Task item
Scan the records below for lines with the word "every", then state how many you find and nothing else.

Data for this exercise
╔══

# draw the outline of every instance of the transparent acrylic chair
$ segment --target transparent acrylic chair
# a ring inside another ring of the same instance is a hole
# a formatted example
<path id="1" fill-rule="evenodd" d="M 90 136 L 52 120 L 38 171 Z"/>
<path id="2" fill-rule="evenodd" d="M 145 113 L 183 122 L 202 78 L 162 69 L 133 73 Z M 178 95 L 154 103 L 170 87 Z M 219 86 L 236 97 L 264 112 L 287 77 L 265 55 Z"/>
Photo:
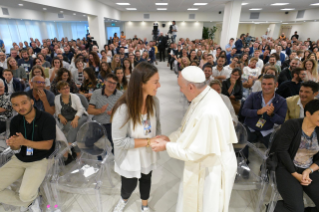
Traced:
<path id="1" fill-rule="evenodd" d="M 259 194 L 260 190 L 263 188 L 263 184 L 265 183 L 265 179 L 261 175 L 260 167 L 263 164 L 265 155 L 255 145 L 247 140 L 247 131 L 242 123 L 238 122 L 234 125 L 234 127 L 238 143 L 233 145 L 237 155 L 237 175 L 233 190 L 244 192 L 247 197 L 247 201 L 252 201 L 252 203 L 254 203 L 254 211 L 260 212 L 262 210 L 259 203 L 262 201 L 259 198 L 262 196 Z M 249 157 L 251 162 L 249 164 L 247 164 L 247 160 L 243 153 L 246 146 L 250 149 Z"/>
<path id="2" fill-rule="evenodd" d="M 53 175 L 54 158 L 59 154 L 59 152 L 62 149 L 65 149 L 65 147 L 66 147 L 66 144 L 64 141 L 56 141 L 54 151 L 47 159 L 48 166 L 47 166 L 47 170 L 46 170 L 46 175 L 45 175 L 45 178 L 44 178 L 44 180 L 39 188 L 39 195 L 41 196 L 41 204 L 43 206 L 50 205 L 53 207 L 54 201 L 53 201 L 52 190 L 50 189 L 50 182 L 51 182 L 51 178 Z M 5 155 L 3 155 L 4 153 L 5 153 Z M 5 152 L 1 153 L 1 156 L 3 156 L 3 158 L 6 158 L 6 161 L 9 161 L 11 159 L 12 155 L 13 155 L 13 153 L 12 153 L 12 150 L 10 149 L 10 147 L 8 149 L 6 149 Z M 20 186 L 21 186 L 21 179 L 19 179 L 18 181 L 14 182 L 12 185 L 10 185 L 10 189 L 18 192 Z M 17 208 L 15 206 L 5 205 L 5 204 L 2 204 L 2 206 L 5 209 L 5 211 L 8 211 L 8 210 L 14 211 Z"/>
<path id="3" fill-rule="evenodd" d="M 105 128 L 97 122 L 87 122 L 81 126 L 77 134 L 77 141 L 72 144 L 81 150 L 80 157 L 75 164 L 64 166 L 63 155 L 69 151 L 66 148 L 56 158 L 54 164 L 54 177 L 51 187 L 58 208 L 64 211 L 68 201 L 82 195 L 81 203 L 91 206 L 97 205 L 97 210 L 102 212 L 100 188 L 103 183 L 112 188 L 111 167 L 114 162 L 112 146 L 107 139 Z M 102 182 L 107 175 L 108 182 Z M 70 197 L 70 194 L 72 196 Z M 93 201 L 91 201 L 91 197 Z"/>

╚══
╔══

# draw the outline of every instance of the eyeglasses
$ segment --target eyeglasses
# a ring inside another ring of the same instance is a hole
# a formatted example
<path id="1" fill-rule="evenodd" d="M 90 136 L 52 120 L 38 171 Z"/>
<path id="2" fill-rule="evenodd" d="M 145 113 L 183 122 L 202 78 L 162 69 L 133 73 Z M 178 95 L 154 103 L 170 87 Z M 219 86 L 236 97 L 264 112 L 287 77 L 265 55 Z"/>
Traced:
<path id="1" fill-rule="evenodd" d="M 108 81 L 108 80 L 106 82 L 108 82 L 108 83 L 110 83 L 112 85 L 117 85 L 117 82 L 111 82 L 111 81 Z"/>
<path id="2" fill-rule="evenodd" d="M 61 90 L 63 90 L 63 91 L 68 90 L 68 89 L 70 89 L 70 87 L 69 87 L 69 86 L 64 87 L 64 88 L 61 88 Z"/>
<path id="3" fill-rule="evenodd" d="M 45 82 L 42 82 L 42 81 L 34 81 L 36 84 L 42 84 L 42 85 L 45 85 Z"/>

╚══
╔══

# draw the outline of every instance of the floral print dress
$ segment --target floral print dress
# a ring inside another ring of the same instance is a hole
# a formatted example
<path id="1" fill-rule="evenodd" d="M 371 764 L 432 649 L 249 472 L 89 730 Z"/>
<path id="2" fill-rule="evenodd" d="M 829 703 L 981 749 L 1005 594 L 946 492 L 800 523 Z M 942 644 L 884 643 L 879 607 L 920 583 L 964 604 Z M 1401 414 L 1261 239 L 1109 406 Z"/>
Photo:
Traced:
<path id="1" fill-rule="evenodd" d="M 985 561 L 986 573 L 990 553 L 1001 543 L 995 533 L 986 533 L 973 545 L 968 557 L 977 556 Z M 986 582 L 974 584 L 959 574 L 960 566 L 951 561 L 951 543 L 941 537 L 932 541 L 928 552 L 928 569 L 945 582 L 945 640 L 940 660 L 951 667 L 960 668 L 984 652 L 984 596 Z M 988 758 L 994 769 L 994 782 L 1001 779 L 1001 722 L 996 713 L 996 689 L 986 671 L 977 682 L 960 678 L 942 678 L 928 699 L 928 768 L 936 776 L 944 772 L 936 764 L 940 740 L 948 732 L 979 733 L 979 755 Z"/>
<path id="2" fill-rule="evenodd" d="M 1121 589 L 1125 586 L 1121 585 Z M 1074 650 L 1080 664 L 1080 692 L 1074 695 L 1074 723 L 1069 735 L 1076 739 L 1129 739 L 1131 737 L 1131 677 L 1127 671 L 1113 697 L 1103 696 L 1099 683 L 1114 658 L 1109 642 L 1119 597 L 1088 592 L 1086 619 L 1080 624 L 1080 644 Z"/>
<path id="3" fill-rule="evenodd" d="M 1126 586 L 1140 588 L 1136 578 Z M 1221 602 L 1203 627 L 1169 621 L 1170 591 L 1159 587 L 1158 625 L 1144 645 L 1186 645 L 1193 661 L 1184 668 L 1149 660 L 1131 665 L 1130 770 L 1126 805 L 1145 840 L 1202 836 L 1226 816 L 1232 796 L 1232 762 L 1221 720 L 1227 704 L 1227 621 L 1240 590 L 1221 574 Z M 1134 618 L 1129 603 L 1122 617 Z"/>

╚══

Result for this exercise
3